• What to do:
Look through the material below and count the lines that hold "climbing". Give that number by itself.
##### Data provided
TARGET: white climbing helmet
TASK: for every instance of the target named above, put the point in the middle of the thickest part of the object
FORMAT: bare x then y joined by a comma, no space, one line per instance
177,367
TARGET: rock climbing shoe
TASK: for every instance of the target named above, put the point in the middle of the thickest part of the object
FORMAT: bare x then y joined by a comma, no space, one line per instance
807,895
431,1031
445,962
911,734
##########
• Final answer:
2